# [Job]
Render every line of the material below as a Markdown table with the columns Row and Text. Number the rows and leave out blank lines.

# [Data section]
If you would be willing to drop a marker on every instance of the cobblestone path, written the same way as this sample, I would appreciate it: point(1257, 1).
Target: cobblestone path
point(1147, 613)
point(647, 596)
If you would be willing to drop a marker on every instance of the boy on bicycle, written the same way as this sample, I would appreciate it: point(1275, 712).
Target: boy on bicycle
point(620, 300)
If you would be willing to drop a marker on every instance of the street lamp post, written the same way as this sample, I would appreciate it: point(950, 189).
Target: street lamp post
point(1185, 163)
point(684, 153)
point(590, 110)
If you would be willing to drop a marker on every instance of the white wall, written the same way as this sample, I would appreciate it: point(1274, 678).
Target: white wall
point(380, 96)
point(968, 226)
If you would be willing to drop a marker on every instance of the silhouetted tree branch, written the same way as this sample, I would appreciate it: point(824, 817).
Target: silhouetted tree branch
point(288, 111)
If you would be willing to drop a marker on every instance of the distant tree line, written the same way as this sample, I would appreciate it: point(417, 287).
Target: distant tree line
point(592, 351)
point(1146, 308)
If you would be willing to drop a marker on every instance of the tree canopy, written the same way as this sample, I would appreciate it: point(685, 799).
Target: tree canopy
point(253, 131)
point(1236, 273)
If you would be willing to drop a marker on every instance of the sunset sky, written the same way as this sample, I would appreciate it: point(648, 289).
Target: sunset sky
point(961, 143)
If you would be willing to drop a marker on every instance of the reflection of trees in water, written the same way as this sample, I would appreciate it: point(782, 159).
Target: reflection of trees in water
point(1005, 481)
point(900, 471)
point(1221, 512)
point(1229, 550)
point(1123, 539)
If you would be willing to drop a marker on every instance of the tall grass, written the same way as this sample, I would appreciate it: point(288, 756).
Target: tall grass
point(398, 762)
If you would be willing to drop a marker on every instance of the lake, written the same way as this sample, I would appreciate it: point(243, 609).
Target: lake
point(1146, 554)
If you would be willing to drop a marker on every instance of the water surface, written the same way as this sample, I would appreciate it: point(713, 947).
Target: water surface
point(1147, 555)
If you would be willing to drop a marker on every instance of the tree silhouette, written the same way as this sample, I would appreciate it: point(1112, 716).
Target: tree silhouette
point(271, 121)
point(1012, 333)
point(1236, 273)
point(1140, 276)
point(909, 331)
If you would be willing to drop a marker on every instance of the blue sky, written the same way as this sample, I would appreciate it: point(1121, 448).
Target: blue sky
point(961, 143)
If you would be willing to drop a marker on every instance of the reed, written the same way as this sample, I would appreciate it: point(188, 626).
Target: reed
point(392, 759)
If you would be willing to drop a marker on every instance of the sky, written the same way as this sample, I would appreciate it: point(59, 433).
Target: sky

# [Result of this exercise]
| Row | Text |
|---|---|
| 1 | If you would be willing to drop a marker on every instance of the cobblestone path, written the same way as this sample, I would appreciate it: point(1257, 1). |
| 2 | Target: cobblestone path |
| 3 | point(1147, 613) |
| 4 | point(647, 596) |
| 5 | If you would be willing to drop a marker on every instance of the boy on bicycle, written the same way as this sample, I would appreciate it: point(1275, 712). |
| 6 | Target: boy on bicycle |
| 7 | point(620, 300) |
| 8 | If you would be willing to drop a marker on every instance of the street lamp post, written the same way as this sample, I would appreciate it: point(950, 189). |
| 9 | Target: street lamp post |
| 10 | point(1185, 163) |
| 11 | point(684, 153) |
| 12 | point(590, 110) |
| 13 | If you would be willing to drop a marker on every instance of the white wall, written the same way as this sample, I would appreciate it: point(1274, 678). |
| 14 | Target: white wall |
| 15 | point(380, 96) |
| 16 | point(968, 226) |
| 17 | If you would be willing to drop a marker on every instance of the silhouetted tree branch, written the same way as this sample, I would appreciate it: point(824, 817). |
| 18 | Target: silhouetted tree branch |
| 19 | point(288, 111) |
| 20 | If you would be willing to drop a marker on every instance of the distant tree line, written the same way as this sample, I would appreciate it: point(417, 287). |
| 21 | Target: distant tree line |
| 22 | point(592, 351) |
| 23 | point(1146, 308) |
| 24 | If you would be willing to drop a marker on every instance of the tree canopy, written the same way as this sample, I would appreciate it: point(685, 799). |
| 25 | Target: tree canopy |
| 26 | point(253, 131) |
| 27 | point(1236, 273) |
| 28 | If you would be willing to drop a marker on every instance of the sunset sky, written the same way as this sample, I would appreciate it: point(648, 289). |
| 29 | Target: sunset sky |
| 30 | point(961, 143) |
| 31 | If you would be willing to drop a marker on every instance of the reflection of trees in water, written the same way as this sample, I would appreciate it: point(782, 159). |
| 32 | Target: reflection of trees in water |
| 33 | point(1005, 481) |
| 34 | point(900, 471) |
| 35 | point(1221, 512) |
| 36 | point(1229, 550) |
| 37 | point(1123, 539) |
| 38 | If you would be willing to drop a marker on every instance of the tall grass, written the same way as this sample, I would appreciate it: point(288, 756). |
| 39 | Target: tall grass |
| 40 | point(398, 762) |
| 41 | If you would be willing to drop a marker on every instance of the lake, written the same way as this sample, I would appreciate it: point(243, 609). |
| 42 | Target: lake |
| 43 | point(1146, 554) |
| 44 | If you would be willing to drop a marker on every instance of the water surface, written the same way as this sample, I would appreciate it: point(713, 947). |
| 45 | Target: water surface |
| 46 | point(1147, 555) |
| 47 | If you would be willing to drop a marker on every instance of the tree silhouette, written the same way as this sample, I would appreciate it: point(1112, 716). |
| 48 | Target: tree silhouette |
| 49 | point(271, 121) |
| 50 | point(1012, 333) |
| 51 | point(1236, 273) |
| 52 | point(1140, 276) |
| 53 | point(909, 331) |
| 54 | If you would be willing to drop a marker on every instance of the blue sky, written the same way as this sample, I would appreciate it: point(1121, 448). |
| 55 | Target: blue sky |
| 56 | point(961, 143) |
| 57 | If you would be willing to drop a marker on every instance of the reed, written the same way as this sample, I would appreciate it: point(188, 626). |
| 58 | Target: reed |
| 59 | point(392, 759) |
| 60 | If you would be willing to drop a marker on every instance of the sky, written the same way as this sample, I would appreciate it: point(59, 433). |
| 61 | Target: sky |